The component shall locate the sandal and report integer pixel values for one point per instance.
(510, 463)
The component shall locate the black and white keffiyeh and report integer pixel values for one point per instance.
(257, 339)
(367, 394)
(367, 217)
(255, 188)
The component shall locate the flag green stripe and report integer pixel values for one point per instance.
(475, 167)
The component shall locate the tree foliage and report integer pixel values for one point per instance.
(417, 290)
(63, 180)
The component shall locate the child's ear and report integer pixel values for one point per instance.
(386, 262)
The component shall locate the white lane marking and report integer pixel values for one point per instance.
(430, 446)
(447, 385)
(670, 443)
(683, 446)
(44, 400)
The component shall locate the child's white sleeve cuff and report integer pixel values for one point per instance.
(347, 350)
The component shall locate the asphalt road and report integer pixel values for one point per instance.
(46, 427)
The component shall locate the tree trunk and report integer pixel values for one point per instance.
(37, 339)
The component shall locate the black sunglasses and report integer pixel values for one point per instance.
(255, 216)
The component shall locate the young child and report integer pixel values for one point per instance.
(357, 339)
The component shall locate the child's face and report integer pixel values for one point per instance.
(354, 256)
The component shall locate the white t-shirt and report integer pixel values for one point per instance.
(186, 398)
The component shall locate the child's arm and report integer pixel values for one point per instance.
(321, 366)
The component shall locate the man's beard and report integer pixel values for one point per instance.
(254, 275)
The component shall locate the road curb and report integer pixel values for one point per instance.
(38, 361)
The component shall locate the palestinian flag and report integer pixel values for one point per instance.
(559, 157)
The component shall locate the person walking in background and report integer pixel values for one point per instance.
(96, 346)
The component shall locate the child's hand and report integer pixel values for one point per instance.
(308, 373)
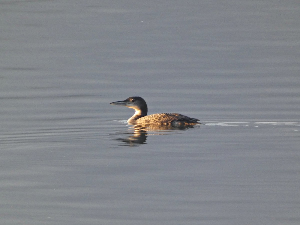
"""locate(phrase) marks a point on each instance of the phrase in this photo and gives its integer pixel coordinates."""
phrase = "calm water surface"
(68, 157)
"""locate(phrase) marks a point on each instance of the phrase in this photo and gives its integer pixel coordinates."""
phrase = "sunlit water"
(69, 157)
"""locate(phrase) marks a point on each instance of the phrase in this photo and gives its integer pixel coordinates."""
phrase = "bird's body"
(140, 117)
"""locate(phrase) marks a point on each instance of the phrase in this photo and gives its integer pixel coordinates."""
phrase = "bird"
(140, 116)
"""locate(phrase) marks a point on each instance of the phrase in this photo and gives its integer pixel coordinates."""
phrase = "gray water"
(68, 157)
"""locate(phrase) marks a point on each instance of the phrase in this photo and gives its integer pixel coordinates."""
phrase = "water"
(68, 157)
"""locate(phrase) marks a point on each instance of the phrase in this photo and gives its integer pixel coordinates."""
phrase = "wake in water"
(254, 124)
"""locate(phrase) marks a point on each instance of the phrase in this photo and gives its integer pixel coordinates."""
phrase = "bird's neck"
(138, 114)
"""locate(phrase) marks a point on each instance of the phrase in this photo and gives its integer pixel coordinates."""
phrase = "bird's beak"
(123, 103)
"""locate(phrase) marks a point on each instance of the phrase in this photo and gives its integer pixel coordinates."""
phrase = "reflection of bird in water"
(140, 117)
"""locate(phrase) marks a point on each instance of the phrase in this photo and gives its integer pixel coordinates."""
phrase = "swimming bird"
(140, 116)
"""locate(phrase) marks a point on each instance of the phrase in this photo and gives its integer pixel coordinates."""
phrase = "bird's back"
(167, 119)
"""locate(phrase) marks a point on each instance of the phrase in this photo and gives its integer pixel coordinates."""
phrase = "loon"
(140, 117)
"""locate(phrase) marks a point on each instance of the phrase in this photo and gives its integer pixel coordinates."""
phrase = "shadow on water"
(137, 135)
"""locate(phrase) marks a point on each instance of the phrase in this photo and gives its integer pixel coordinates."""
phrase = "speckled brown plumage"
(166, 119)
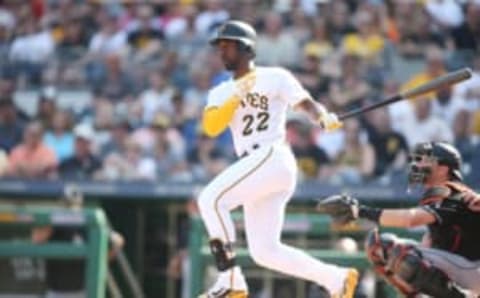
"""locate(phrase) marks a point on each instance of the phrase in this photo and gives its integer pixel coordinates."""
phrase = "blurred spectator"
(66, 278)
(464, 141)
(3, 162)
(349, 89)
(47, 106)
(309, 73)
(466, 35)
(274, 45)
(161, 129)
(312, 161)
(7, 24)
(186, 43)
(425, 127)
(119, 133)
(158, 98)
(129, 164)
(206, 159)
(356, 162)
(299, 26)
(145, 37)
(418, 36)
(434, 67)
(391, 148)
(83, 164)
(367, 43)
(108, 40)
(32, 158)
(469, 91)
(446, 106)
(71, 52)
(319, 44)
(93, 46)
(60, 137)
(11, 127)
(169, 165)
(213, 15)
(116, 83)
(338, 21)
(31, 50)
(445, 13)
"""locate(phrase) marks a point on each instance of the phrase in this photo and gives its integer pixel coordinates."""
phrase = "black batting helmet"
(443, 153)
(238, 31)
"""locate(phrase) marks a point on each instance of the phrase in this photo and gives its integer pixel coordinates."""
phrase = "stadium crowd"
(118, 86)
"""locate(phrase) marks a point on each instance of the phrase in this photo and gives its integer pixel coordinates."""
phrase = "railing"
(94, 250)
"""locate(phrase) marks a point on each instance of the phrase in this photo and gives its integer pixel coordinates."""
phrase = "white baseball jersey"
(261, 117)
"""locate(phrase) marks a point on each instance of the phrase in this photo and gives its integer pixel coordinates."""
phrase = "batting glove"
(342, 208)
(329, 121)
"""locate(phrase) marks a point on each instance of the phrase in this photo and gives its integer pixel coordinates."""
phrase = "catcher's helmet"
(236, 30)
(441, 152)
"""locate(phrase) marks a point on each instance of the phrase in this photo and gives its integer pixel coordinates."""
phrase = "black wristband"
(370, 213)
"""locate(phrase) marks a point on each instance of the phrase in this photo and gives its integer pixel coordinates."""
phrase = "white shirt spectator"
(448, 111)
(469, 91)
(7, 19)
(280, 50)
(108, 44)
(205, 20)
(445, 12)
(401, 113)
(35, 48)
(154, 101)
(428, 130)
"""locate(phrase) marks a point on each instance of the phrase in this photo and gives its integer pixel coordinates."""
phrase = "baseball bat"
(435, 84)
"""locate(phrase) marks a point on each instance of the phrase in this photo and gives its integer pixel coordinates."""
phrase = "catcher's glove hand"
(342, 208)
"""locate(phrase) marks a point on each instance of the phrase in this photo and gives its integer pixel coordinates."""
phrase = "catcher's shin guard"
(226, 294)
(406, 263)
(377, 248)
(223, 254)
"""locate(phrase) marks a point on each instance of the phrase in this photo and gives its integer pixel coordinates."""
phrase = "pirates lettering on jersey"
(255, 121)
(255, 100)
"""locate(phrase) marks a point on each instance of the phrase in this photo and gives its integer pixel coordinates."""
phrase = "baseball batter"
(254, 104)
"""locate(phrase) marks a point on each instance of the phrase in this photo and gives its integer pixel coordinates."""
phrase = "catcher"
(447, 261)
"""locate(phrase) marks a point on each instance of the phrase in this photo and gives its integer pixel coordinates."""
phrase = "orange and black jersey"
(456, 228)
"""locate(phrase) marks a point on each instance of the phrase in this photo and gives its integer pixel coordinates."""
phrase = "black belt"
(246, 153)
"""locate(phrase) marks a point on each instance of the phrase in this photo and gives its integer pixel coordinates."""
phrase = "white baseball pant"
(263, 183)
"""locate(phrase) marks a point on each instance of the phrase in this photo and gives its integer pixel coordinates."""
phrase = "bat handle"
(361, 110)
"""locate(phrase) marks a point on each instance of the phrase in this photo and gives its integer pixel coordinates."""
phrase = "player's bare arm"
(318, 114)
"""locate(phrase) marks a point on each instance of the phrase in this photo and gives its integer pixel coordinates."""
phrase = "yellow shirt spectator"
(363, 46)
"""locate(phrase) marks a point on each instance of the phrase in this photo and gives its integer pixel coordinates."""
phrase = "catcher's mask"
(429, 154)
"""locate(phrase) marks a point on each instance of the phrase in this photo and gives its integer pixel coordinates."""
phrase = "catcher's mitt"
(342, 208)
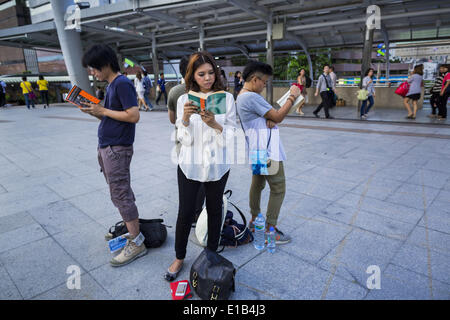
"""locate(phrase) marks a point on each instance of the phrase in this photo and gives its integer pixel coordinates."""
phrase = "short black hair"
(254, 67)
(367, 71)
(183, 65)
(100, 56)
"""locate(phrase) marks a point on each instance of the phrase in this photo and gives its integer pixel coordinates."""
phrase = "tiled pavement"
(354, 199)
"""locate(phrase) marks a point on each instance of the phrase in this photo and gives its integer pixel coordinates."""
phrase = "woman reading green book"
(203, 158)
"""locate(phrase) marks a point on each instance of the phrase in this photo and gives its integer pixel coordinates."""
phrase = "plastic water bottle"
(260, 230)
(271, 240)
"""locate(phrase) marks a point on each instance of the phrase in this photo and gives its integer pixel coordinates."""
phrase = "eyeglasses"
(264, 81)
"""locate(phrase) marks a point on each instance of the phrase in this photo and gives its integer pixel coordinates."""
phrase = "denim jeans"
(28, 100)
(363, 106)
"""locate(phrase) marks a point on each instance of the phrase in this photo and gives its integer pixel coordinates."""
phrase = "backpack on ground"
(153, 230)
(232, 234)
(212, 276)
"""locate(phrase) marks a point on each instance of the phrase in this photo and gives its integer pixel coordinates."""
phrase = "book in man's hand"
(284, 98)
(79, 97)
(215, 102)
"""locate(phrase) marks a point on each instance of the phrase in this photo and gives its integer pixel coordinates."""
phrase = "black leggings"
(44, 96)
(188, 191)
(442, 105)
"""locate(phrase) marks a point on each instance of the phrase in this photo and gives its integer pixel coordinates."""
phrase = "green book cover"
(214, 102)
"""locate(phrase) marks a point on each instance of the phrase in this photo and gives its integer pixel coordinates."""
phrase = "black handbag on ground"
(153, 230)
(212, 276)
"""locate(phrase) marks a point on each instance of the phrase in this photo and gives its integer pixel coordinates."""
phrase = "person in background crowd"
(238, 83)
(28, 93)
(370, 87)
(444, 95)
(172, 99)
(415, 88)
(43, 90)
(2, 93)
(202, 75)
(333, 77)
(140, 90)
(301, 80)
(161, 89)
(224, 79)
(147, 86)
(326, 89)
(435, 92)
(116, 134)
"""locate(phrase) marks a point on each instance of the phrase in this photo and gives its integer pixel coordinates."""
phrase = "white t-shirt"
(203, 154)
(251, 109)
(139, 85)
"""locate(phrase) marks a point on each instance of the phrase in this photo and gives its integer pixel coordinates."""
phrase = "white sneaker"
(129, 253)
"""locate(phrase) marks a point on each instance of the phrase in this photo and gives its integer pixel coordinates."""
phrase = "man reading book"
(116, 134)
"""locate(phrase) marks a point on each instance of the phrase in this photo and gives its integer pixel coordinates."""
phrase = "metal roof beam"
(167, 18)
(252, 9)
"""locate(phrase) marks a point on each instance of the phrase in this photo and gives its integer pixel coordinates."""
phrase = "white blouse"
(203, 155)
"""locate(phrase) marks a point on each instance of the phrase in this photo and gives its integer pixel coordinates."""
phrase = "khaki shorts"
(115, 164)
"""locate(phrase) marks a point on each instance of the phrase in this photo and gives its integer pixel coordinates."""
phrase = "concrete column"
(366, 59)
(71, 46)
(120, 58)
(155, 59)
(269, 58)
(201, 39)
(367, 52)
(386, 43)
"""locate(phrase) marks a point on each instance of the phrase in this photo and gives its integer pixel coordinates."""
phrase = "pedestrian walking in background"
(203, 137)
(43, 90)
(435, 92)
(161, 88)
(415, 88)
(147, 86)
(301, 81)
(116, 134)
(238, 83)
(370, 87)
(224, 79)
(2, 93)
(326, 90)
(28, 92)
(140, 90)
(444, 95)
(259, 121)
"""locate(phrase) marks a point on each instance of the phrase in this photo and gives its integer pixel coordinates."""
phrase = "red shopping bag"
(402, 90)
(181, 290)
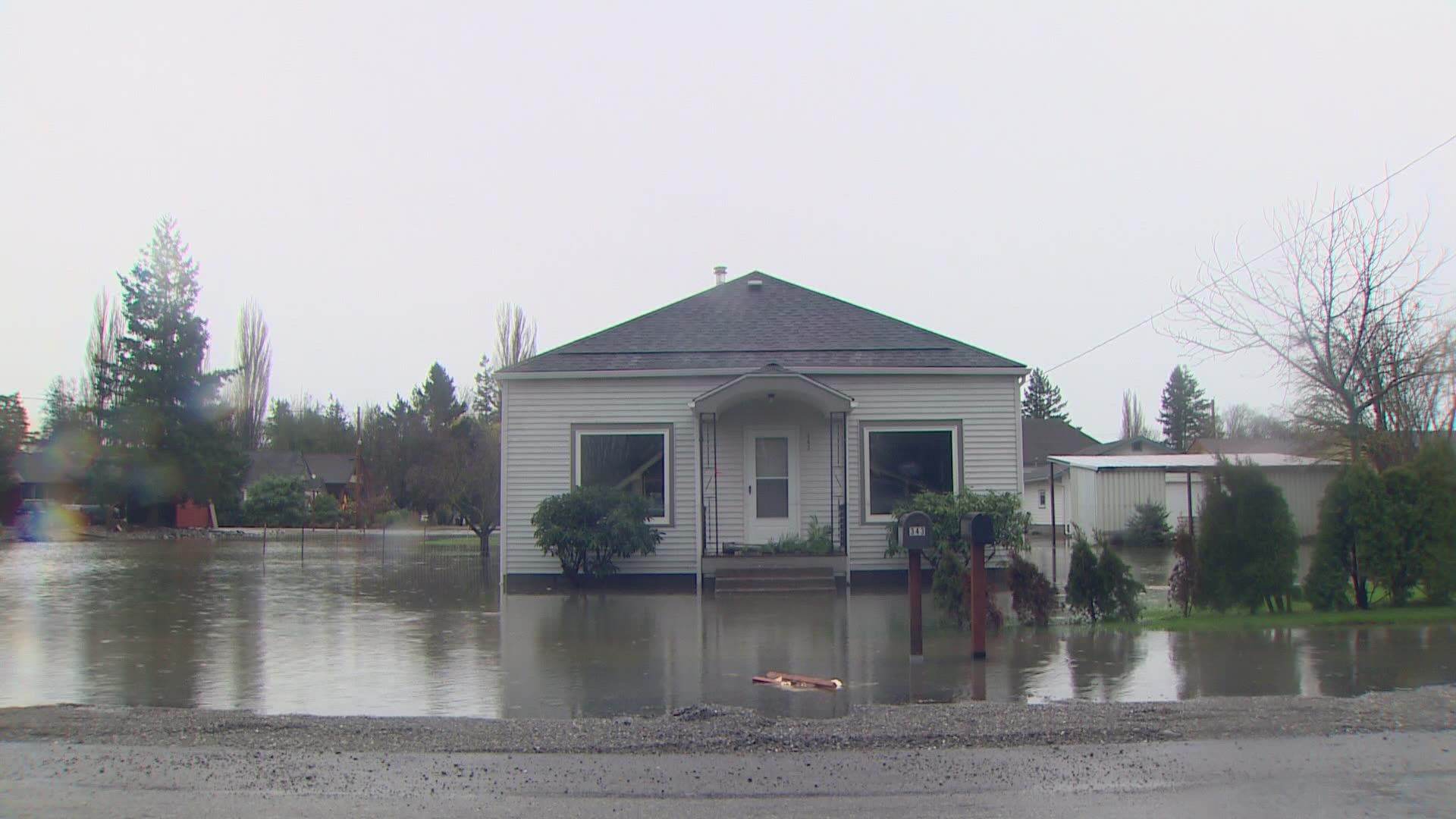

## DIRECTIONS
Return each line from the rows above that contains the string "crowd", copied in full.

## WRITTEN RESPONSE
phrase = "stadium crowd"
phrase = "person in background crowd"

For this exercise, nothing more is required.